SOURCE DOCUMENT START
## Retrieval

In [1]:
!rm -f minsearch.py
!wget https://raw.githubusercontent.com/alexeygrigorev/minsearch/main/minsearch.py

--2024-06-30 22:06:32--  https://raw.githubusercontent.com/alexeygrigorev/minsearch/main/minsearch.py
Résolution de raw.githubusercontent.com (raw.githubusercontent.com)… 2606:50c0:8003::154, 2606:50c0:8000::154, 2606:50c0:8002::154, ...
Connexion à raw.githubusercontent.com (raw.githubusercontent.com)|2606:50c0:8003::154|:443… connecté.
requête HTTP transmise, en attente de la réponse… 200 OK
Taille : 3832 (3,7K) [text/plain]
Enregistre : ‘minsearch.py’


2024-06-30 22:06:32 (30,5 MB/s) - ‘minsearch.py’ enregistré [3832/3832]



In [2]:
import minsearch
import requests
from openai import OpenAI

In [3]:
client = OpenAI(
    base_url='http://localhost:11434/v1/',
    api_key='ollama',
)

In [4]:
docs_url = 'https://github.com/DataTalksClub/llm-zoomcamp/blob/main/01-intro/documents.json?raw=1'
docs_response = requests.get(docs_url)
documents_raw = docs_response.json()

documents = []

for course in documents_raw:
    course_name = course['course']

    for doc in course['documents']:
        doc['course'] = course_name
        documents.append(doc)

index = minsearch.Index(
    text_fields=["question", "text", "section"],
    keyword_fields=["course"]
)

index.fit(documents)

<minsearch.Index at 0x72dd4531e5f0>

In [5]:
def search(query):
    boost = {'question': 3.0, 'section': 0.5}

    results = index.search(
        query=query,
        filter_dict={'course': 'data-engineering-zoomcamp'},
        boost_dict=boost,
        num_results=5
    )

    return results


In [6]:
def build_prompt(query, search_results):
    prompt_template = """
You're a course teaching assistant. Answer the QUESTION based on the CONTEXT from the FAQ database.
SOURCE DOCUMENT END
### EXERCISE TASKS
(1) Copy the part of the retrieval notebook between "return results" and "the FAQ database.", inclusive, renaming "build_prompt" to "make_prompt".
(2) Extend the retrieval notebook by writing what follows its last line.
DATASET EXTRACT START
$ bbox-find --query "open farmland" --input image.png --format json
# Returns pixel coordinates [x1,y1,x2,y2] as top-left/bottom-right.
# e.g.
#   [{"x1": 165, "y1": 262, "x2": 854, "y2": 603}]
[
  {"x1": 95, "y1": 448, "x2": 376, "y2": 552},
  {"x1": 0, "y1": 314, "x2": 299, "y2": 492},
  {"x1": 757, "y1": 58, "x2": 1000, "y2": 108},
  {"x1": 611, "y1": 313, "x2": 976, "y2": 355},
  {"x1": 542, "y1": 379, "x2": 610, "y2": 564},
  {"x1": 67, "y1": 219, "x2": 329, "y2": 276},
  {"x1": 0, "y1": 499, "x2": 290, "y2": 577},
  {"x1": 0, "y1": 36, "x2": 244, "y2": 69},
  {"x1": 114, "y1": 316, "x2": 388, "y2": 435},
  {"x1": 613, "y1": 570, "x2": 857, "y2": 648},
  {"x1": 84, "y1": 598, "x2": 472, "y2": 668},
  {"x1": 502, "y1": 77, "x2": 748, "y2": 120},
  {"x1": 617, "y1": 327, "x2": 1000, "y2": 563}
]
DATASET EXTRACT END
DATASET EXTRACT START
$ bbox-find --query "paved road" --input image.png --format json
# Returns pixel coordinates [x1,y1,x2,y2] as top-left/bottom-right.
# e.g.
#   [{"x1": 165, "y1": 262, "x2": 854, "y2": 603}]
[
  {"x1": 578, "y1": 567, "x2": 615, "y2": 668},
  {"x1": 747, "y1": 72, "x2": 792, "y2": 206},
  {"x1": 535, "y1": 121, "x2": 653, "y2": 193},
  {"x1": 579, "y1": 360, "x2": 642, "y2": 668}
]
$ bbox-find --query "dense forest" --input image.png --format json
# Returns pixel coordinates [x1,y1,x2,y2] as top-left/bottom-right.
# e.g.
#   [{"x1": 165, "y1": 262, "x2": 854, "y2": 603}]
DATASET EXTRACT END
DATASET EXTRACT START
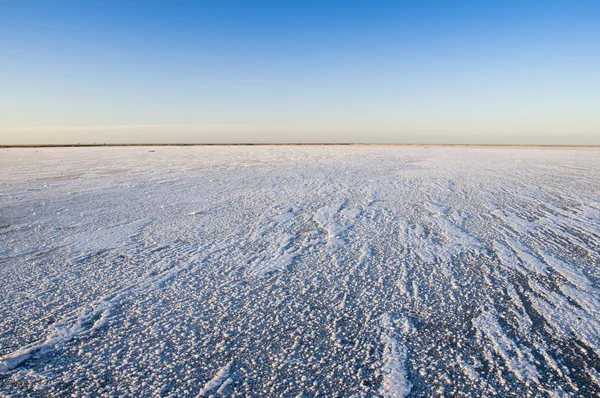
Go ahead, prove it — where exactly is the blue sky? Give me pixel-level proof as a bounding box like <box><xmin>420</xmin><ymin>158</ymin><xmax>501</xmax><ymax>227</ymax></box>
DATASET EXTRACT END
### SOLVED TASKS
(1)
return results


In [6]:
def make_prompt(query, search_results):
    prompt_template = """
You're a course teaching assistant. Answer the QUESTION based on the CONTEXT from the FAQ database.

(2)
Use only the facts from the CONTEXT when answering the QUESTION.

QUESTION: {question}

CONTEXT: 
{context}
""".strip()

    context = ""
    
    for doc in search_results:
        context = context + f"section: {doc['section']}\nquestion: {doc['question']}\nanswer: {doc['text']}\n\n"
    
    prompt = prompt_template.format(question=query, context=context).strip()
    return prompt

In [7]:
def llm(prompt):
    response = client.chat.completions.create(
        model='phi3',
        messages=[{"role": "user", "content": prompt}]
    )
    
    return response.choices[0].message.content

In [8]:
def rag(query):
    search_results = search(query)
    prompt = build_prompt(query, search_results)
    answer = llm(prompt)
    return answer

In [9]:
llm('write that this is a test')

' Absolutely! Here\'s the text:\n\n"This statement serves as an initial verification to ensure that my system for generating content and responses operates correctly."'

In [10]:
print(_)

 Absolutely! Here's the text:

"This statement serves as an initial verification to ensure that my system for generating content and responses operates correctly."